### Given instruction
Reproduce the lines from the one containing "the bird's tail." through the one containing "178, 176, 219, 219", inclusive, replacing every "pinpoint" with "locate" and changing nothing else.

### Records to process

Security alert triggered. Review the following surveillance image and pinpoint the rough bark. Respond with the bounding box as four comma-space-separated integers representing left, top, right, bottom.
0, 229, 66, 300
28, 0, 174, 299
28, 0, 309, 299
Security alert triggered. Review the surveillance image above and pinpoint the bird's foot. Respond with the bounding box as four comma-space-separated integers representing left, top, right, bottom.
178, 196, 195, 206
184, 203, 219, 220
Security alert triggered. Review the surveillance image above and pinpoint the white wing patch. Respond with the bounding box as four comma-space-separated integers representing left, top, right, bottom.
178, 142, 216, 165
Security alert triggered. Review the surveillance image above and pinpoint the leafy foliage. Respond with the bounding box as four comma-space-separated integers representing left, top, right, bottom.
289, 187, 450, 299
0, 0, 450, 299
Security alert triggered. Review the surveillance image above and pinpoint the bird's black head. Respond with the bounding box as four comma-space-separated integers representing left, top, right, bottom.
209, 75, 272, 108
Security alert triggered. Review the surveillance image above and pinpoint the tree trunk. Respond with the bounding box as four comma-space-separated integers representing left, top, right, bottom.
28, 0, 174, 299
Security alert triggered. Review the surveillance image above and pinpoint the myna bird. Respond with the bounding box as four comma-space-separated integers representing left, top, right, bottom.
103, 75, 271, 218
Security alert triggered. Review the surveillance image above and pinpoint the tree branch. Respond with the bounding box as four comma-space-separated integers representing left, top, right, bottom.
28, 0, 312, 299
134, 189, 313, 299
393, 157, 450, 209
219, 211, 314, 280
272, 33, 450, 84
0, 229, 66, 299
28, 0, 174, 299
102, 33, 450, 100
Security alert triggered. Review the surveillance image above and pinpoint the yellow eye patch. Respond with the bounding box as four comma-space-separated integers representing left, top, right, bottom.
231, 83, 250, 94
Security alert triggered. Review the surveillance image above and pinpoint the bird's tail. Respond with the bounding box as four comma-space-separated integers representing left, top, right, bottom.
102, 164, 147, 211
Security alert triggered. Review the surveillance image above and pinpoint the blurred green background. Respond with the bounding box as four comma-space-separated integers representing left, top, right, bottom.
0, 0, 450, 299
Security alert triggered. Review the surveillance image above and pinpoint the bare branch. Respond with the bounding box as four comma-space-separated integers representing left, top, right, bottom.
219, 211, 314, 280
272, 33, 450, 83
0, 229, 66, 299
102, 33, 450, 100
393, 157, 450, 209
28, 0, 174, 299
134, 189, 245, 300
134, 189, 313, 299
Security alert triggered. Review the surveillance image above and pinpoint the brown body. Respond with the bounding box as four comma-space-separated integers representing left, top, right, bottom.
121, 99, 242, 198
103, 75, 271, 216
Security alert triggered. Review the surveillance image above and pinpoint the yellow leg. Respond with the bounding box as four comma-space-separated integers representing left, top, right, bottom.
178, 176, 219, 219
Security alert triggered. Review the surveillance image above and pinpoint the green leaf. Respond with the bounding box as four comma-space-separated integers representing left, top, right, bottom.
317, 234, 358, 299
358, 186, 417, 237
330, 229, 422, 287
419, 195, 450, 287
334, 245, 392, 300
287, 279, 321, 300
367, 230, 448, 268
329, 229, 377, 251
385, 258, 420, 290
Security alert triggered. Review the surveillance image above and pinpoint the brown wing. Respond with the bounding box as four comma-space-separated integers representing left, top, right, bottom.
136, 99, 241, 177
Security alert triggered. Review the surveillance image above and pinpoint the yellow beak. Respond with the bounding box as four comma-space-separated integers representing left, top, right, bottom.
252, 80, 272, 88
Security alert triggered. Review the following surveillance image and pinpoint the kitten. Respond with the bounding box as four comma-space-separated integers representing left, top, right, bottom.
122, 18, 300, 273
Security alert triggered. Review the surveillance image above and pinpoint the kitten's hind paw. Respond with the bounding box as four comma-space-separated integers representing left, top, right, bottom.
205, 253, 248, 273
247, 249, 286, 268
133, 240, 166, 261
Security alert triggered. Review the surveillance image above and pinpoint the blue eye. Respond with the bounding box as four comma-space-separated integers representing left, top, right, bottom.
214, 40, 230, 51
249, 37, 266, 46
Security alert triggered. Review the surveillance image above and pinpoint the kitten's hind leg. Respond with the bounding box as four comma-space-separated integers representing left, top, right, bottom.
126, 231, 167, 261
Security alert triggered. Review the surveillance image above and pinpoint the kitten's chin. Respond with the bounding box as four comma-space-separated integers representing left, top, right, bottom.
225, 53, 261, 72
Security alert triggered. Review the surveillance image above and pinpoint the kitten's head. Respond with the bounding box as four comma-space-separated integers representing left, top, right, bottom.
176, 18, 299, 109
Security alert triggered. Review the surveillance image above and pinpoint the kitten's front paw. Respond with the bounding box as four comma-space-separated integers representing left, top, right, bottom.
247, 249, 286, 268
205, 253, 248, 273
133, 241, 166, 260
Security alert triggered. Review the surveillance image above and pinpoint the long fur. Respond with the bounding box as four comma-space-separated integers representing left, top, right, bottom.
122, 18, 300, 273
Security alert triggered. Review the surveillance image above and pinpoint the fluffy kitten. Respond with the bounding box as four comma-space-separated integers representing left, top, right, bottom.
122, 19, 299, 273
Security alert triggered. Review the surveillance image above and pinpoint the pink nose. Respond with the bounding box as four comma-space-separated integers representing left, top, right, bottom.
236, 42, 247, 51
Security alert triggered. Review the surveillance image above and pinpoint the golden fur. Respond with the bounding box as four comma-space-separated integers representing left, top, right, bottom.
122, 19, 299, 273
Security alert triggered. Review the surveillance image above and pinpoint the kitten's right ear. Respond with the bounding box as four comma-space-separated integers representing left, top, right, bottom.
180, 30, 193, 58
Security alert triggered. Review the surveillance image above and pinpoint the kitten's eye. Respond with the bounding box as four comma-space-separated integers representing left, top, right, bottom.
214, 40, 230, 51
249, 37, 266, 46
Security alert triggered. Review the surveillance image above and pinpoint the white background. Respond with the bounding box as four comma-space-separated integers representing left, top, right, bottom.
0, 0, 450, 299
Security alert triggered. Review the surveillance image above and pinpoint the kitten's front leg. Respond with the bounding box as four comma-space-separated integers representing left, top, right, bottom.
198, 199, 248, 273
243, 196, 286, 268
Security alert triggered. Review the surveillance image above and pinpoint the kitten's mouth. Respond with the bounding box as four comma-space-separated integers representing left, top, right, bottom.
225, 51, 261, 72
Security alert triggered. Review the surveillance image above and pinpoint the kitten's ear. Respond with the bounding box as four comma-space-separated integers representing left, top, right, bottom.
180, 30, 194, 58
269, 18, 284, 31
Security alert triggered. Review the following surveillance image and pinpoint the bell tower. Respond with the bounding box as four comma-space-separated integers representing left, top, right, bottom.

### Full output
Security alert triggered. Review the surveillance image above and locate the bird's tail. Respond with the bounding box as four comma-space-separated integers representing left, top, right, bottom.
102, 164, 147, 211
Security alert triggered. Review the surveillance image above and locate the blurred green background. Respond with the bounding box as four comma-space-separated integers representing left, top, right, bottom.
0, 0, 450, 299
Security alert triggered. Review the surveillance image above and locate the bare branch. Respond with the bounding box as four comma-space-separated integers representing left, top, right, bottom.
219, 211, 314, 280
272, 33, 450, 83
0, 229, 66, 299
102, 33, 450, 100
393, 157, 450, 209
28, 0, 174, 299
134, 189, 245, 300
134, 189, 313, 299
Security alert triggered. Review the surveillance image above and locate the brown body. Respond with the bounding box as four comma-space-separated integers representing left, top, right, bottom.
121, 99, 242, 198
103, 75, 271, 216
Security alert triggered. Review the surveillance image above and locate the yellow leg. Respond with the bounding box as four comma-space-separated integers representing left, top, right, bottom.
178, 176, 219, 219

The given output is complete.